» **REQUEST**
Reproduce every line of the items below, requests included, but scale each coordinate in the answers by 2.4 and round it to the nearest whole number, with halves rounding up.

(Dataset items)

=-=-=-=-=

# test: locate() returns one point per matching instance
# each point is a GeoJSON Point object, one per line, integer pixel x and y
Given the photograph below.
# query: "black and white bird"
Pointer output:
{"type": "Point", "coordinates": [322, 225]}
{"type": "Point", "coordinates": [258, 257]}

=-=-=-=-=

» **SOLUTION TO THE EXERCISE**
# test: locate() returns one point per matching instance
# each point is a GeoJSON Point object, one per line, integer pixel x and y
Given the photograph below.
# query: "black and white bird"
Pointer output:
{"type": "Point", "coordinates": [773, 540]}
{"type": "Point", "coordinates": [619, 617]}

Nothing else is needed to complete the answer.